## [TASK TO COMPLETE]
From the first line through the last, transcribe the listing word for word.

Segment Start: SOURCE MATERIAL

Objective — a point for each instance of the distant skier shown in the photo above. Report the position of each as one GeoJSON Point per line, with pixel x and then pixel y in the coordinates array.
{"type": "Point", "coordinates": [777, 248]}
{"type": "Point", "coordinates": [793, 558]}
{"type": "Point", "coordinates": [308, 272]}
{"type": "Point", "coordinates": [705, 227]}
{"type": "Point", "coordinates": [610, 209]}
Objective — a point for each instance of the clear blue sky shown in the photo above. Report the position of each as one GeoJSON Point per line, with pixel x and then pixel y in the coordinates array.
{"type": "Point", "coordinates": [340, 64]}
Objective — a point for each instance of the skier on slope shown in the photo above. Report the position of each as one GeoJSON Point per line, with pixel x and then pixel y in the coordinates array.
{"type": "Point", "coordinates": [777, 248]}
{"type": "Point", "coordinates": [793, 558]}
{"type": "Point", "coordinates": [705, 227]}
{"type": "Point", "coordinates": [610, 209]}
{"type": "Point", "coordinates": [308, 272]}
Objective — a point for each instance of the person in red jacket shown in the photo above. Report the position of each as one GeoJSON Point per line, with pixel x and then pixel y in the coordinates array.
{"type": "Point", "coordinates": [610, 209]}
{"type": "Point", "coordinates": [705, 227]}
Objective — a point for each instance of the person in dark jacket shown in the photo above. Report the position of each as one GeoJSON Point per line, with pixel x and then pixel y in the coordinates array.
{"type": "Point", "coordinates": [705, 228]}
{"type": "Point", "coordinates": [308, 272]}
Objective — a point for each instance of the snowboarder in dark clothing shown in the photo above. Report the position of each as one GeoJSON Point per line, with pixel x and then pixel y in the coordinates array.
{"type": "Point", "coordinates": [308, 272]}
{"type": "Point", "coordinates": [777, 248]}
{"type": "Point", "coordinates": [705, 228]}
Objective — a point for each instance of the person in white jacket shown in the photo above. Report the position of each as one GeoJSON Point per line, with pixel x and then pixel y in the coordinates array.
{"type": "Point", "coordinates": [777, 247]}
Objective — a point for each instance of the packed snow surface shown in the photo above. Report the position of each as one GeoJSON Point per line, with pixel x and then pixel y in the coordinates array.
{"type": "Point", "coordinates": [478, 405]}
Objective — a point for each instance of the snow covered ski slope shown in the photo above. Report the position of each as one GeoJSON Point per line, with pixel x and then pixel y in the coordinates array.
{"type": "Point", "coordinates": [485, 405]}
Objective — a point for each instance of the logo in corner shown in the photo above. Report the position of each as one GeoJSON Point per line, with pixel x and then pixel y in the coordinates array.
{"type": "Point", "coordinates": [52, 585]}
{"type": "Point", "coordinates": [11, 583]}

Segment End: SOURCE MATERIAL

## [ANSWER TO THE EXERCISE]
Objective — a point for each instance of the distant skier shown in the photo above. Report the position of each as one GeoJSON Point per line, with pixel x and then pixel y in the coordinates array.
{"type": "Point", "coordinates": [777, 248]}
{"type": "Point", "coordinates": [793, 558]}
{"type": "Point", "coordinates": [308, 272]}
{"type": "Point", "coordinates": [705, 227]}
{"type": "Point", "coordinates": [610, 209]}
Objective — a point for each instance of the clear blue sky shown in the photo above. Report the position of each as one GeoJSON Point per line, with pixel x and then pixel y in the coordinates array.
{"type": "Point", "coordinates": [340, 64]}
Objective — a point for each instance of the skier on slope shown in the photo above. Report the position of each as one GeoJSON Point per line, with pixel x and then pixel y in the coordinates array.
{"type": "Point", "coordinates": [777, 248]}
{"type": "Point", "coordinates": [793, 558]}
{"type": "Point", "coordinates": [705, 227]}
{"type": "Point", "coordinates": [610, 209]}
{"type": "Point", "coordinates": [308, 272]}
Objective — a point for each instance of the person in red jacket shown in the photo above. Report the position of each as one GeoJSON Point per line, with pixel x and then pixel y in the coordinates array.
{"type": "Point", "coordinates": [610, 209]}
{"type": "Point", "coordinates": [705, 227]}
Objective — a point for each instance of the person in dark jacket shown in the photo above. Report the position of each as one GeoJSON Point per line, with pixel x and then pixel y in the coordinates array.
{"type": "Point", "coordinates": [705, 228]}
{"type": "Point", "coordinates": [308, 272]}
Objective — a point for each instance of the snowboarder in dark clothing shown in the photo above. Report the position of each as one GeoJSON Point per line, with pixel x and then pixel y in the coordinates array.
{"type": "Point", "coordinates": [308, 272]}
{"type": "Point", "coordinates": [777, 248]}
{"type": "Point", "coordinates": [705, 228]}
Objective — a point for each instance of the person in white jacket shown in the photo above. Report the position of each as one GeoJSON Point per line, with pixel x and then pixel y in the coordinates array.
{"type": "Point", "coordinates": [777, 247]}
Objective — a point for each instance of the packed snow surface shown in the photo above. Report the position of each as one GeoJSON Point per line, with pixel x and then pixel y in the coordinates array.
{"type": "Point", "coordinates": [478, 405]}
Objective — a point for each instance of the snow covered ski slope shown in the photo above. Report the position of each as one GeoJSON Point per line, with pixel x and then pixel y in the coordinates array.
{"type": "Point", "coordinates": [485, 405]}
Objective — a point for each instance of the logo in corner shown in the photo above. Report the position of each as one GeoJSON Point per line, with pixel x and then pixel y in the coordinates array.
{"type": "Point", "coordinates": [52, 585]}
{"type": "Point", "coordinates": [11, 583]}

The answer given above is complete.